- TASK
State only the number of lines in the records below that contain the word "gravel".

# # #

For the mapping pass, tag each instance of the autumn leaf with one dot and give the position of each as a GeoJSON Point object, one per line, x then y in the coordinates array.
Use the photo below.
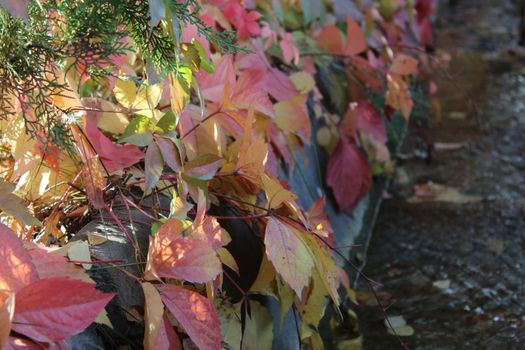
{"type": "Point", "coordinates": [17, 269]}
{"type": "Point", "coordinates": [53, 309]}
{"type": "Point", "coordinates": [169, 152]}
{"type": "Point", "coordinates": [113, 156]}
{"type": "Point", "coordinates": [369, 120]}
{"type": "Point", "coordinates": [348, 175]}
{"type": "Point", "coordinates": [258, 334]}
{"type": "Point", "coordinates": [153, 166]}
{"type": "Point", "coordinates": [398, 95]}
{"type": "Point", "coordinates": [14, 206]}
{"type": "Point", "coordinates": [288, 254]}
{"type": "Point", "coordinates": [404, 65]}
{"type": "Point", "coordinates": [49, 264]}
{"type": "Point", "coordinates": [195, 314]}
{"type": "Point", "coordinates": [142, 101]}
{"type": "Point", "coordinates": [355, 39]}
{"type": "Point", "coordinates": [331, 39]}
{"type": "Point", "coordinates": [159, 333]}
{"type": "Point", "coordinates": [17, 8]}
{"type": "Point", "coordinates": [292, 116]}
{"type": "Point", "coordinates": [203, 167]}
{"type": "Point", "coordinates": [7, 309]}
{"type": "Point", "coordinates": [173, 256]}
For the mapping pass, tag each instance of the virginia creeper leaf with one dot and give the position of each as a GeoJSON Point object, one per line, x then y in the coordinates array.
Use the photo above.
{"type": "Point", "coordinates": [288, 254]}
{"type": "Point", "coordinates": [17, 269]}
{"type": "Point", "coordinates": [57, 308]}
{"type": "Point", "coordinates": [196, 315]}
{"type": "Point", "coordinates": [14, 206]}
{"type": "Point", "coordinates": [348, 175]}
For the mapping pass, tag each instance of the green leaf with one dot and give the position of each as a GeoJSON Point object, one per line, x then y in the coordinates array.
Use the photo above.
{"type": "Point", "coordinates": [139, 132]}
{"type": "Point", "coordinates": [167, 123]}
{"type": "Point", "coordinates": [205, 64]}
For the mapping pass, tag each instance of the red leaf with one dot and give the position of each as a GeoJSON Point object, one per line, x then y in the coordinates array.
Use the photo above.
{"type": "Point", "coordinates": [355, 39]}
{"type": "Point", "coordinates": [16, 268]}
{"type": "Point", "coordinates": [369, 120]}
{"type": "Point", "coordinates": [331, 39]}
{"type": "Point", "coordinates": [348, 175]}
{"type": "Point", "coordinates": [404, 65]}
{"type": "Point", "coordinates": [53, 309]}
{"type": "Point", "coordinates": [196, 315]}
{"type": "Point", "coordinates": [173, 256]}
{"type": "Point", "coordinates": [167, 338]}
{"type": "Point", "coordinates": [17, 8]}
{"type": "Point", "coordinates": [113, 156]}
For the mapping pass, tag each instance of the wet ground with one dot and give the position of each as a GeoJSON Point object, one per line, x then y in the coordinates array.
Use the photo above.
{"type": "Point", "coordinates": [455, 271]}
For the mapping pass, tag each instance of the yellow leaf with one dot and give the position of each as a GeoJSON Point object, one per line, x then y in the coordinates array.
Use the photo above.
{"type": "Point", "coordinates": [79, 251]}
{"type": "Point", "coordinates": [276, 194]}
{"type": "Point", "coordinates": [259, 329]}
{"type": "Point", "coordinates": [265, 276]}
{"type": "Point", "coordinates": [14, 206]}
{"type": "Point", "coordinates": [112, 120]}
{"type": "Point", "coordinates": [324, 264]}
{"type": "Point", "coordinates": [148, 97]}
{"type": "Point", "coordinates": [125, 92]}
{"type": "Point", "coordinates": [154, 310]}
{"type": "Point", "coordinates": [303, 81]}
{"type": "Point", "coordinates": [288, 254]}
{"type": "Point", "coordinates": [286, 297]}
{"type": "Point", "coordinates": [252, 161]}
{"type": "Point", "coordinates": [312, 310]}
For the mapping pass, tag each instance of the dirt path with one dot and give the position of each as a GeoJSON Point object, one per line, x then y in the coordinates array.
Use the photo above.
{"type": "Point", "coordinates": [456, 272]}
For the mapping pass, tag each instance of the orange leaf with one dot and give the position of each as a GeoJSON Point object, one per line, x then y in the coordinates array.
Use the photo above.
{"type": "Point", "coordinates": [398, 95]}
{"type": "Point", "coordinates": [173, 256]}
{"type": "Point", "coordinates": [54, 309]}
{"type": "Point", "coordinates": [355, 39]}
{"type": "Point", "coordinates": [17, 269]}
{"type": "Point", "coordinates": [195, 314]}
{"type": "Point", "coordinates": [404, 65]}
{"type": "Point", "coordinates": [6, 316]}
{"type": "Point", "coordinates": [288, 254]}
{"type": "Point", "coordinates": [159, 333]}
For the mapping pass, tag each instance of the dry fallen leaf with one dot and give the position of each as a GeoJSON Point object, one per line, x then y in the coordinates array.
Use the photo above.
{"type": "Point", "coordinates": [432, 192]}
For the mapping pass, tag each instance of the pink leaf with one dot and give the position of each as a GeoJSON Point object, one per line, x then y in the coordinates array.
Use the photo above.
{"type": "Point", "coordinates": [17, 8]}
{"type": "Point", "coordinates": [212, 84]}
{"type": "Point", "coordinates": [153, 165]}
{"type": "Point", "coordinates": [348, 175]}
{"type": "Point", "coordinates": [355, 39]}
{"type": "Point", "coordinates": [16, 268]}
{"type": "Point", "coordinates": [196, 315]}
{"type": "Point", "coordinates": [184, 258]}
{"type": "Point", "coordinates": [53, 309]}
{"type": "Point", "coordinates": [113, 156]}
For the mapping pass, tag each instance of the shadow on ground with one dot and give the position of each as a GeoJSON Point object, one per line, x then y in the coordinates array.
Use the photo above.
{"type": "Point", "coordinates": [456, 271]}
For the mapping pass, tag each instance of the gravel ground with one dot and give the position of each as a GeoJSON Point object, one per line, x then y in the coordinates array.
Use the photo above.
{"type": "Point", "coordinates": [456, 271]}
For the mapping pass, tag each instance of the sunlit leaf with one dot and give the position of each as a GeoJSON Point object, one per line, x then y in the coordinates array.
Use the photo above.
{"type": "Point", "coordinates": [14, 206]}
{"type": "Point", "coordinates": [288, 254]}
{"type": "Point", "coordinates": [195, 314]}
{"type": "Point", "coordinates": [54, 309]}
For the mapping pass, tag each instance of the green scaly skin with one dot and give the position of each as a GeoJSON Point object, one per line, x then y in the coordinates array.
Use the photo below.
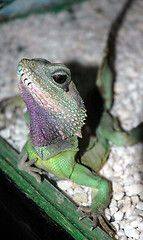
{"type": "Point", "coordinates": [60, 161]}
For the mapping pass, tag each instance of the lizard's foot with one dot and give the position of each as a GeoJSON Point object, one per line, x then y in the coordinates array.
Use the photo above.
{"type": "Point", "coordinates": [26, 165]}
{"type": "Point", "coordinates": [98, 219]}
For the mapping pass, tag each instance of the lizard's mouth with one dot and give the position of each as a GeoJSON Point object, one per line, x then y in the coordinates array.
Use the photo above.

# # #

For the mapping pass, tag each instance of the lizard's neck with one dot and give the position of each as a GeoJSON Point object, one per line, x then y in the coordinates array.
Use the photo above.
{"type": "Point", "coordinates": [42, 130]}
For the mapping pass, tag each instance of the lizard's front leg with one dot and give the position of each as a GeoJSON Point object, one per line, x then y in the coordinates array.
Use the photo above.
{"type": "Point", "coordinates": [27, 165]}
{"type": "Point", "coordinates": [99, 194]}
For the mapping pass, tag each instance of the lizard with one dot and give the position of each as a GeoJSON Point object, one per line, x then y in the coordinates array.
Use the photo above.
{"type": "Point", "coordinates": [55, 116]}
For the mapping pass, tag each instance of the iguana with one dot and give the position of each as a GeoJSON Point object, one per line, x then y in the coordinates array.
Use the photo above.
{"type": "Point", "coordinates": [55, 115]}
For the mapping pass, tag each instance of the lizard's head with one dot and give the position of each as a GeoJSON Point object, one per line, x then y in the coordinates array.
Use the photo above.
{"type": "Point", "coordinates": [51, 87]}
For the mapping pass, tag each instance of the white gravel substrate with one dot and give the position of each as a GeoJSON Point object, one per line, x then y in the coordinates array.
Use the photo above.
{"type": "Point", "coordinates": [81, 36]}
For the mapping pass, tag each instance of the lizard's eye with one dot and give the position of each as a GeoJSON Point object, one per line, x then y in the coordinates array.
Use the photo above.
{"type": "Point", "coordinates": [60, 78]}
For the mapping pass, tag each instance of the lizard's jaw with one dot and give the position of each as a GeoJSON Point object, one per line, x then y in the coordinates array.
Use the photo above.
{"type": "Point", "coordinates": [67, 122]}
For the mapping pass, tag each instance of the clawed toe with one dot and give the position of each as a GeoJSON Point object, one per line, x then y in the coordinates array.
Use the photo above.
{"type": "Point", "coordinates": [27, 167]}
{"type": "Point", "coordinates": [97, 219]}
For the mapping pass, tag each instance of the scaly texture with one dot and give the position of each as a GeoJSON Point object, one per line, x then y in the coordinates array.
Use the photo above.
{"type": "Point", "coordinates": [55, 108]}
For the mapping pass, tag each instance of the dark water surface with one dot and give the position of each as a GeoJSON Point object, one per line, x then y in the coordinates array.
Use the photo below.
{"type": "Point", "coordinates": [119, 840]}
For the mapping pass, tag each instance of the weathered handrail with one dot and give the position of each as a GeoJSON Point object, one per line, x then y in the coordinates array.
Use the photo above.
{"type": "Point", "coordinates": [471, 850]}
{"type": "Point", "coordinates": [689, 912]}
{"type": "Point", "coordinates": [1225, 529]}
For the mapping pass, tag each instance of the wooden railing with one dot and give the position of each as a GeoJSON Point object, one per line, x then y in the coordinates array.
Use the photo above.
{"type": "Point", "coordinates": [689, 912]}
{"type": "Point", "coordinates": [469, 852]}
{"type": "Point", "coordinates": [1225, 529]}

# # #

- ANSWER BELOW
2